▶ _What to do_
Could you reproduce all of the following data word for word, with every line unchanged?

── Extracted records ──

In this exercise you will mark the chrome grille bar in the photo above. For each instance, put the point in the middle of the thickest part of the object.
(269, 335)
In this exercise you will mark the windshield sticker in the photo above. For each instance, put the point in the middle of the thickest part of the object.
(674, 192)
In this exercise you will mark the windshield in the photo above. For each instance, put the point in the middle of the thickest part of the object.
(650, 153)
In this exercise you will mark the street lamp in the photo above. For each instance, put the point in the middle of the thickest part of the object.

───

▶ _Exercise response_
In this exercise you will mark the chrome grille bar in the photo above. For each instance, put the point in the middle of the thickest part of the object.
(269, 335)
In this exercise you will mark the windshield sticker in the photo above. For each instance, put the point in the middle of the thickest part of the object.
(674, 192)
In this exercise you will mark the windshield in the photo above. For each instance, put the point in the middle of the thickest part of the object.
(650, 153)
In this exercise you will mark the street lamp in the photo above. For each instance, put the point in the middle of the thickest part of the object.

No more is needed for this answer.